Challenge: Please format the rows below as a Markdown table with a Number column and a Line column, one table row per line and no entries for blank lines.

Input material:
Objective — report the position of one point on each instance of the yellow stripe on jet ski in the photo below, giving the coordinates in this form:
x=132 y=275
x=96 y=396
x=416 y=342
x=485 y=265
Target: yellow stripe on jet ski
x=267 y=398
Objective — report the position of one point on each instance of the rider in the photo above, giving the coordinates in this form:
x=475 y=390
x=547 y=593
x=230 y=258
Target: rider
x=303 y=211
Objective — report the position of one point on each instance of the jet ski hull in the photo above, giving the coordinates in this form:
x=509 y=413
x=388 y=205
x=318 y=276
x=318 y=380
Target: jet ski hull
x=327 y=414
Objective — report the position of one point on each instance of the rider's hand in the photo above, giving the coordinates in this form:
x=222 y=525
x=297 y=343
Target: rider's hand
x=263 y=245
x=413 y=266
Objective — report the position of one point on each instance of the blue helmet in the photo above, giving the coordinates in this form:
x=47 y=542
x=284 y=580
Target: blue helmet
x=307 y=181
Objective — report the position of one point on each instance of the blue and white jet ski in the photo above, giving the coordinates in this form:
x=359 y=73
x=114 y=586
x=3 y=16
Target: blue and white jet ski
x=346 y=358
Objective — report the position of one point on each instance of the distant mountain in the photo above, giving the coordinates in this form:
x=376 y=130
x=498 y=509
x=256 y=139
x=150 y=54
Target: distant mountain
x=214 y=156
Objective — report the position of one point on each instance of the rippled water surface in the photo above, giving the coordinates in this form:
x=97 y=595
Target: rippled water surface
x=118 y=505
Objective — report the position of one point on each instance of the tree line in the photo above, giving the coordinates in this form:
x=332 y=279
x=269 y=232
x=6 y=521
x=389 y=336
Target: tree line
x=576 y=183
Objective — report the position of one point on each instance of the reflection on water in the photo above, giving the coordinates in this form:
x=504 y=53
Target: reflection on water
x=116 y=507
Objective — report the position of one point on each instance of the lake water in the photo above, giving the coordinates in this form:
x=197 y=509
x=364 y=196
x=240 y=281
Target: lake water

Written solution:
| Number | Line |
|---|---|
| 1 | Objective — report the position of one point on each instance of the yellow stripe on jet ski in the photo below, giving the coordinates in this form: |
| 2 | x=132 y=275 |
| 3 | x=96 y=396 |
| 4 | x=416 y=342 |
| 5 | x=485 y=265 |
| 6 | Target: yellow stripe on jet ski |
| 7 | x=267 y=398 |
| 8 | Objective — report the position of one point on each instance of the rider in the photo above, giving the coordinates in this form: |
| 9 | x=475 y=390 |
| 10 | x=547 y=593 |
| 11 | x=230 y=258 |
| 12 | Target: rider |
| 13 | x=303 y=211 |
| 14 | Objective — report the position of one point on each instance of the jet ski hull in the photo above, giving the coordinates in this form: |
| 15 | x=509 y=413 |
| 16 | x=388 y=205 |
| 17 | x=318 y=276 |
| 18 | x=318 y=380 |
| 19 | Target: jet ski hull |
| 20 | x=327 y=414 |
| 21 | Objective — report the position of one point on each instance of the rider's hand in the photo above, giving the coordinates in this form: |
| 22 | x=222 y=525 |
| 23 | x=297 y=343 |
| 24 | Target: rider's hand |
| 25 | x=263 y=245 |
| 26 | x=413 y=266 |
| 27 | Objective — report the position of one point on each instance of the blue helmet in the photo above, giving the coordinates in this form: |
| 28 | x=47 y=542 |
| 29 | x=284 y=580 |
| 30 | Target: blue helmet |
| 31 | x=307 y=181 |
| 32 | Objective — report the position of one point on each instance of the blue and white jet ski in the photo above, giving the coordinates in this form: |
| 33 | x=359 y=73 |
| 34 | x=114 y=586 |
| 35 | x=3 y=16 |
| 36 | Target: blue and white jet ski |
| 37 | x=346 y=358 |
| 38 | Objective — report the position of one point on each instance of the distant mountain in the photo above, giving the coordinates in this form: |
| 39 | x=376 y=130 |
| 40 | x=498 y=509 |
| 41 | x=256 y=139 |
| 42 | x=150 y=54 |
| 43 | Target: distant mountain |
| 44 | x=214 y=156 |
| 45 | Objective — report the position of one point on each instance of the rippled water surface in the photo above, giving the coordinates in this form: |
| 46 | x=97 y=595 |
| 47 | Target: rippled water surface |
| 48 | x=118 y=505 |
| 49 | Objective — report the position of one point on each instance of the tree line in the photo above, giving the coordinates in this form: |
| 50 | x=332 y=279 |
| 51 | x=269 y=232 |
| 52 | x=6 y=521 |
| 53 | x=389 y=336 |
| 54 | Target: tree line |
| 55 | x=576 y=183 |
| 56 | Objective — report the position of one point on each instance of the reflection on water in the photo above, giving the coordinates in this form: |
| 57 | x=504 y=53 |
| 58 | Target: reflection on water |
| 59 | x=116 y=507 |
| 60 | Objective — report the position of one point on each instance of the lake water in the photo above, giving the coordinates in this form: |
| 61 | x=197 y=509 |
| 62 | x=364 y=196 |
| 63 | x=240 y=281 |
| 64 | Target: lake water |